*RECORD EXCERPTS*:
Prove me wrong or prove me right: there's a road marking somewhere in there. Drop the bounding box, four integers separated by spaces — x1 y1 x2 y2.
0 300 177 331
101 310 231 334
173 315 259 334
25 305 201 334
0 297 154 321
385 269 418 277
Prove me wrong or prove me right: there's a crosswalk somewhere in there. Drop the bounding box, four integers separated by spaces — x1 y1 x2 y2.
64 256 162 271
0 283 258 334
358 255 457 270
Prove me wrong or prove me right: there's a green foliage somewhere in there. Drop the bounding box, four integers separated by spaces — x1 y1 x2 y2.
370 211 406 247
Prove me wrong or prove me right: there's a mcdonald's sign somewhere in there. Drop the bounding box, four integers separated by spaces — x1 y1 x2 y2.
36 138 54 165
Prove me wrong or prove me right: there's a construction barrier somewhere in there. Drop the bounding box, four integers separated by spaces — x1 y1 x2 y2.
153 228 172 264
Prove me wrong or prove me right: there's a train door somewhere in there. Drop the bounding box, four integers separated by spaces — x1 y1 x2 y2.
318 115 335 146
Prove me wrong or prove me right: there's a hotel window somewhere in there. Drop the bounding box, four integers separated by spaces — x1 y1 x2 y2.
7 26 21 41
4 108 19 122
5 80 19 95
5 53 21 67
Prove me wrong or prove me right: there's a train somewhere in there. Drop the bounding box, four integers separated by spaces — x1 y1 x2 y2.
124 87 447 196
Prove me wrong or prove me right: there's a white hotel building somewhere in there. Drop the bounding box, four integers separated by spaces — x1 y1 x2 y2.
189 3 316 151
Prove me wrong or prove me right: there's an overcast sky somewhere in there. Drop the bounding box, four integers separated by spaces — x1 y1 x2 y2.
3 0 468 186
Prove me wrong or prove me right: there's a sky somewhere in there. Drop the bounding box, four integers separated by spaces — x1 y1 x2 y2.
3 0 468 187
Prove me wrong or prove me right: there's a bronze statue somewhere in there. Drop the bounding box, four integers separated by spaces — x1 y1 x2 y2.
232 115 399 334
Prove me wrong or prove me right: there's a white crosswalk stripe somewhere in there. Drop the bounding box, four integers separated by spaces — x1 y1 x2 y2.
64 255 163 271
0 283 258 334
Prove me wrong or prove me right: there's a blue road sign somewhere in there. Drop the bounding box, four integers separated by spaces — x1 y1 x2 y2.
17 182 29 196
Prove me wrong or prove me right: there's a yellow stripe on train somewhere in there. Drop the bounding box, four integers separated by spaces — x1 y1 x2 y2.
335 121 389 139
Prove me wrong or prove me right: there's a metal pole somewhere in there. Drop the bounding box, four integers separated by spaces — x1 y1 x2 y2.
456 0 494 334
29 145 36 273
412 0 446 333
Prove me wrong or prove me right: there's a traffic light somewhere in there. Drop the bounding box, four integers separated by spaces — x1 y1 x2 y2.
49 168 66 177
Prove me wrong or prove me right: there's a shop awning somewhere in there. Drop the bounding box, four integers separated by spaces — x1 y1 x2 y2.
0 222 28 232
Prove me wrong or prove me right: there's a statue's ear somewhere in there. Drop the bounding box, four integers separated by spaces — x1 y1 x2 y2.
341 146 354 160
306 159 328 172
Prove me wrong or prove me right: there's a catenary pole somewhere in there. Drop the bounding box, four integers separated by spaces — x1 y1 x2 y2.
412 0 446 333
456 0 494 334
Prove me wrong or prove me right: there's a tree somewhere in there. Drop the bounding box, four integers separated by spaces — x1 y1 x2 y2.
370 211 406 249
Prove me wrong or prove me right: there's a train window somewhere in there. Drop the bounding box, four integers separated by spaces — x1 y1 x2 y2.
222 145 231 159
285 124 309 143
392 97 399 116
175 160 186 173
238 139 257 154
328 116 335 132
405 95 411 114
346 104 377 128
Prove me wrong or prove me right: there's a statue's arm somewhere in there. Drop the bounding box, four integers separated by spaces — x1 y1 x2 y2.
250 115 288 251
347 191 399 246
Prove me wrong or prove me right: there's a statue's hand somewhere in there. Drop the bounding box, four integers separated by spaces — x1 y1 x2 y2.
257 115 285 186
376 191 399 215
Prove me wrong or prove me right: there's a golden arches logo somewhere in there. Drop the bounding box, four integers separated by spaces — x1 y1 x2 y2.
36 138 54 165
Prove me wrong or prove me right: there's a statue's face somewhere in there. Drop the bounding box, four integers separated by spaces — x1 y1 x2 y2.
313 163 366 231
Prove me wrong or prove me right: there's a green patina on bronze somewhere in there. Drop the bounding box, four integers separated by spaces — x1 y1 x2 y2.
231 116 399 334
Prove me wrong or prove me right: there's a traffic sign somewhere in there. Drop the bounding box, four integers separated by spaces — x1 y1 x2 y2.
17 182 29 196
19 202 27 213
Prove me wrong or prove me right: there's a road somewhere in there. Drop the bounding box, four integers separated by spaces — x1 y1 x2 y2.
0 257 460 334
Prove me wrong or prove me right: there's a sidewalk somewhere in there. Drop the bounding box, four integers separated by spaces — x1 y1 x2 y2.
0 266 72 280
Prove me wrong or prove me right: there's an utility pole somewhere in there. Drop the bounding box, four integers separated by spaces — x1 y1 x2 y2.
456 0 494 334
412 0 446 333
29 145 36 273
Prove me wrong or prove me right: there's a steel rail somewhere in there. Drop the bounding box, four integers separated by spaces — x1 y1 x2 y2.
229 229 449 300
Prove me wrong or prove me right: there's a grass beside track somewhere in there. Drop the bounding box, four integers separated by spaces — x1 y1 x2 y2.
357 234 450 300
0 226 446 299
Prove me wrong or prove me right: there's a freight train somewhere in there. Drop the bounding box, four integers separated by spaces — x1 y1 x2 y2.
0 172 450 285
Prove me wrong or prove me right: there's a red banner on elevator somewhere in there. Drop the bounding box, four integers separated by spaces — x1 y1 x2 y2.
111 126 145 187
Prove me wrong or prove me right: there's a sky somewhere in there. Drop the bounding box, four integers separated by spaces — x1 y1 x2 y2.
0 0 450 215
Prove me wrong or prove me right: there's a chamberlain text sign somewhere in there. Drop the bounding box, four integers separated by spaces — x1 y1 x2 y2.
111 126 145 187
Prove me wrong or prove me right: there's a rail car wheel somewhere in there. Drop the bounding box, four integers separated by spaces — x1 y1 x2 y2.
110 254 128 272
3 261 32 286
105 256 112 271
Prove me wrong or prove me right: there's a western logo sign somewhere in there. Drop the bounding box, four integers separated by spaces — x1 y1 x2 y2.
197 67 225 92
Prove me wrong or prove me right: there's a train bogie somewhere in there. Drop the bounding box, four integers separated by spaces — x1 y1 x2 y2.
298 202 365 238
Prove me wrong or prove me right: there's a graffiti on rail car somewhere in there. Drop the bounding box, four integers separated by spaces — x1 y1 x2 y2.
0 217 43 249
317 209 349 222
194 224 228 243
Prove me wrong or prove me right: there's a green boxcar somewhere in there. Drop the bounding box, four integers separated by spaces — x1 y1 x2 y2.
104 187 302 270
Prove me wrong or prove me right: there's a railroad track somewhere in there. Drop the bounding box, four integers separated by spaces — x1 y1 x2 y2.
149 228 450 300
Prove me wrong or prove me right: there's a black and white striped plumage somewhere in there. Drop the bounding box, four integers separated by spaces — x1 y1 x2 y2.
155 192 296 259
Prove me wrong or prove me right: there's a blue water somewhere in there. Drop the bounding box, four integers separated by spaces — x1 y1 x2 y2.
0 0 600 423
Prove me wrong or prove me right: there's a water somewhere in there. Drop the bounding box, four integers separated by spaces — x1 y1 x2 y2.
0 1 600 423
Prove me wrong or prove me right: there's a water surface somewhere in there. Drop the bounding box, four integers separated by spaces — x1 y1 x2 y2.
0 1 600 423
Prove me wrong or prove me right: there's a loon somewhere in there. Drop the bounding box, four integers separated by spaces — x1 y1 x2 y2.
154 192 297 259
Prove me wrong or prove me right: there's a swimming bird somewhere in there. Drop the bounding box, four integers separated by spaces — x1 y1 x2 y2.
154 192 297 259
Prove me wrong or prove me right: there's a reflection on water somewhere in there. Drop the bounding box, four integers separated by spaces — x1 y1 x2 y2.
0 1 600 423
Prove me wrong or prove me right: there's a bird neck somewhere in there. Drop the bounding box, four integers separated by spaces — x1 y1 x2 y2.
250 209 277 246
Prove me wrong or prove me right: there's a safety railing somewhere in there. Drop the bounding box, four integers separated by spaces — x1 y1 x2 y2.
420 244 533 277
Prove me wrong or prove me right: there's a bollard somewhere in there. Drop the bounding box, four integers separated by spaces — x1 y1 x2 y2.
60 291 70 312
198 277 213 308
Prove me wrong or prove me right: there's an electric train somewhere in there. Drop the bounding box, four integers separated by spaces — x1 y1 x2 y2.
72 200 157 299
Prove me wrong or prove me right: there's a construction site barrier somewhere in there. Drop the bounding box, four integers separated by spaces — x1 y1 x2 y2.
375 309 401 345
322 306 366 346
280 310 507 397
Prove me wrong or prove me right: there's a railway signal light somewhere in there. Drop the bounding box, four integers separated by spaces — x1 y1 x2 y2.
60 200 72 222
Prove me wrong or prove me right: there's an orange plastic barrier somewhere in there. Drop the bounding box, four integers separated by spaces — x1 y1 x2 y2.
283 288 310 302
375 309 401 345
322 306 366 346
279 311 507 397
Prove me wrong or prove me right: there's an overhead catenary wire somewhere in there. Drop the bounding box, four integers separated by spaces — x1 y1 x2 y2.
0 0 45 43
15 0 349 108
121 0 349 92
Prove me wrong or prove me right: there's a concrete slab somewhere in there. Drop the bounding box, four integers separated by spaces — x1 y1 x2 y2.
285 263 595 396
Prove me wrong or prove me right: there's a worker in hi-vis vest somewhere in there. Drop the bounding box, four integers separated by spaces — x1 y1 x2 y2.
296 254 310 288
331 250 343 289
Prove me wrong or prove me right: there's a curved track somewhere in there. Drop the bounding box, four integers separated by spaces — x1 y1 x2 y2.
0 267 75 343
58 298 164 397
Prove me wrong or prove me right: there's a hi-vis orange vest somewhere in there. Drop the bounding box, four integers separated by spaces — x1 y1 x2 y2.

*SET PROBLEM*: Reproduce the records from the line containing "Prove me wrong or prove me right: there's a construction barrier" through the line containing "335 121 389 139", substituting "somewhere around here" for "somewhere in there" and leaving everything else unchanged.

*EXPECTED ANSWER*:
Prove me wrong or prove me right: there's a construction barrier somewhere around here. Drop the bounding box, four integers separated by spaces — x1 y1 x2 y2.
153 228 172 264
Prove me wrong or prove me right: there's a train door somewhere around here. Drop the bounding box, four integers separated by spaces — x1 y1 x2 y2.
318 115 335 146
Prove me wrong or prove me right: there's a hotel window somewhere around here. Drop the bounding box, four integers separated by spaces — x1 y1 x2 y2.
7 26 21 41
4 108 19 122
5 80 19 95
5 53 21 67
Prove me wrong or prove me right: there's a train somewhere around here. Drop the bounding box, four integers separated by spaces — x1 y1 x2 y2.
124 87 447 196
Prove me wrong or prove me right: there's a white hotel building somewhere around here. Drop the bounding box, four integers separated by spaces — x1 y1 x2 y2.
189 3 316 151
Prove me wrong or prove me right: there's an overcast sky somewhere around here. Drop the bounding box, four integers separated by spaces — x1 y1 x2 y2.
3 0 468 186
Prove me wrong or prove me right: there's a sky somewhere around here. Drop the bounding box, four integers separated by spaces — x1 y1 x2 y2.
3 0 468 187
Prove me wrong or prove me right: there's a bronze statue somewhere around here. Drop the bounding box, four integers separated by spaces — x1 y1 x2 y2.
232 115 399 334
Prove me wrong or prove me right: there's a white crosswalk stripe somewhere around here. Drop the bounding box, four integers separated by spaces — x1 y1 x2 y2.
64 255 163 271
0 283 258 334
Prove me wrong or prove me right: there's a blue road sign somewhere around here. Drop the bounding box, four integers separated by spaces — x1 y1 x2 y2.
17 182 29 196
Prove me wrong or prove me right: there's a yellow stripe on train somewhere around here. Drop the bounding box, four integers separated by spaces — x1 y1 x2 y2.
335 121 389 139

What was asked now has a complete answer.